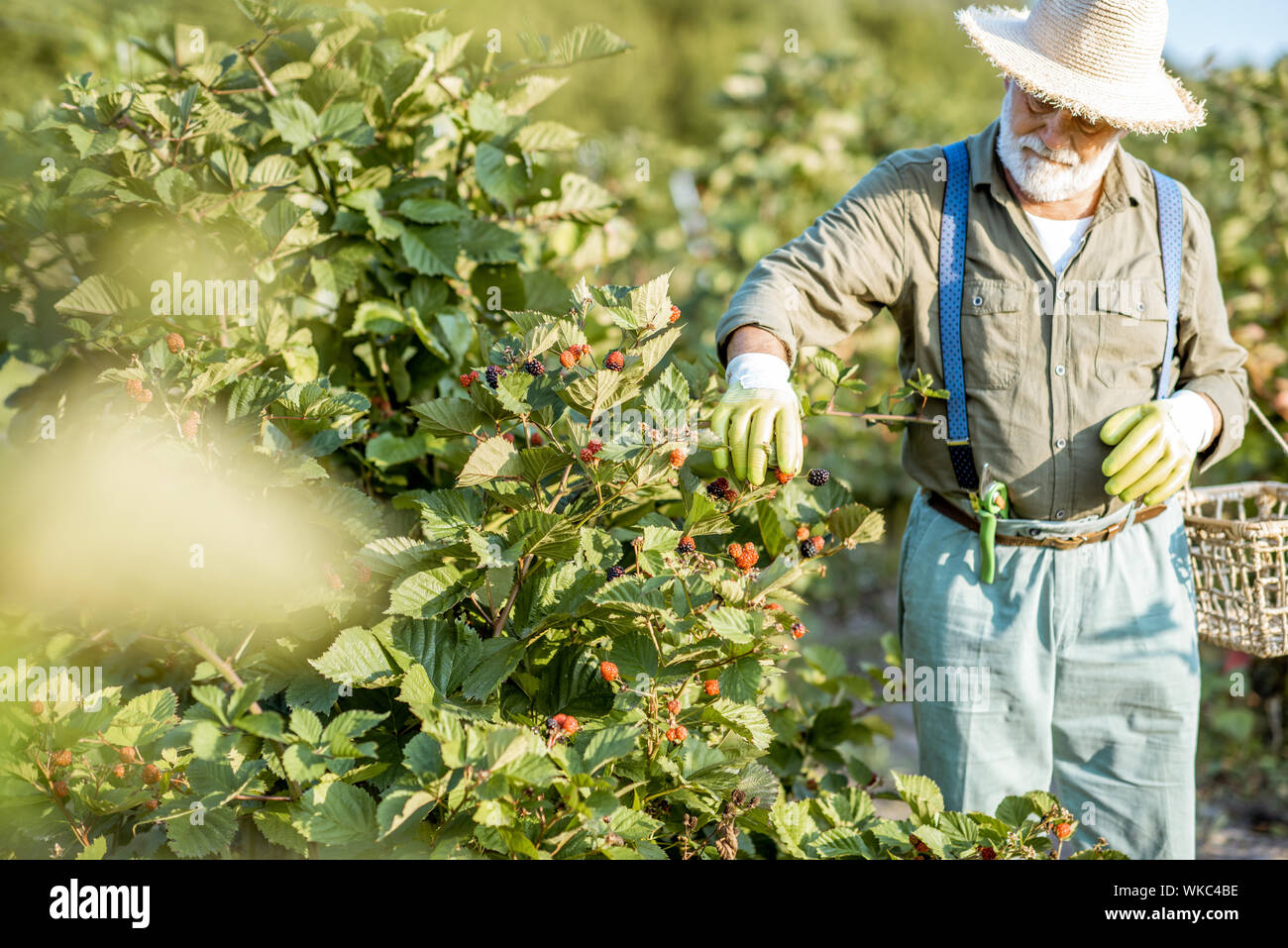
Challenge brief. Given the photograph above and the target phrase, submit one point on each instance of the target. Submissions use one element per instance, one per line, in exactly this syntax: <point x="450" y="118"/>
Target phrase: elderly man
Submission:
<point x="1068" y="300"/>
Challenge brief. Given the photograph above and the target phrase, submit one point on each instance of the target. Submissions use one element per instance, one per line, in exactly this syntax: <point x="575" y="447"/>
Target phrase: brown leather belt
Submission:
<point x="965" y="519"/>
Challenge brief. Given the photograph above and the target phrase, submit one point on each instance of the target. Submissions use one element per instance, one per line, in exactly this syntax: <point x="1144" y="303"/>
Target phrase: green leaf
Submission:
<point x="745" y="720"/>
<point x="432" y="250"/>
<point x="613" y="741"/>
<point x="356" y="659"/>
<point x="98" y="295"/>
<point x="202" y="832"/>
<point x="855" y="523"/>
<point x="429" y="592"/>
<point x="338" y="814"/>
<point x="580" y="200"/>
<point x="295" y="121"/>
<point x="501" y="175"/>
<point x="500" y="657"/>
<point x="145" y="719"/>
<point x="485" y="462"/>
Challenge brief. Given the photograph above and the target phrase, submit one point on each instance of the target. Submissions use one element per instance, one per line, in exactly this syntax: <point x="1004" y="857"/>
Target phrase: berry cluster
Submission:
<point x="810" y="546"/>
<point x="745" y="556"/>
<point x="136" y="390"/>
━━━━
> CHALLENGE: Could you rewrite the items above as a two-column CSV headed item_text and item_answer, with one row per item, each value in a single quoted field and line breaks turned into spaces? Leave the pictures out.

> EXERCISE RESULT:
item_text,item_answer
"Challenge brief. Given the photograph above and the target phrase, submit one point on each instance of the target. Submissions use one element per instance, one per line, in exactly this syntax: <point x=""450"" y=""118""/> Target phrase: elderly man Submission:","<point x=""1068"" y=""300""/>"
"Challenge brief. Given the photograph above and the target phrase, submit one point on each instance of the target. Submissions use one element per instance, one per line, in exactly this syntax: <point x=""575"" y=""447""/> Target phrase: brown leather belt Submission:","<point x=""965"" y=""519""/>"
"Challenge brief. Given the photograph above and the target phrase, submit one point on each instance of the target. Submissions use one element per instance, one per line, in exactly this syntax: <point x=""1144"" y=""303""/> Target phrase: green leaf Submission:","<point x=""745"" y=""720""/> <point x=""432"" y=""250""/> <point x=""613"" y=""741""/> <point x=""356"" y=""659""/> <point x=""98"" y=""295""/> <point x=""202"" y=""832""/> <point x=""855"" y=""523""/> <point x=""429"" y=""592""/> <point x=""338"" y=""814""/> <point x=""580"" y=""200""/> <point x=""295"" y=""121""/> <point x=""501"" y=""175""/> <point x=""500"" y=""657""/> <point x=""145"" y=""719""/> <point x=""485"" y=""462""/>"
"Challenge brief. Given the photograph above and the target phrase, submit one point on each instance of the target. Submissions use one element per instance, one per line, in exactly this syntax: <point x=""1004"" y=""857""/> Target phrase: berry cluster Submission:","<point x=""810"" y=""546""/> <point x=""745"" y=""556""/> <point x=""136"" y=""390""/>"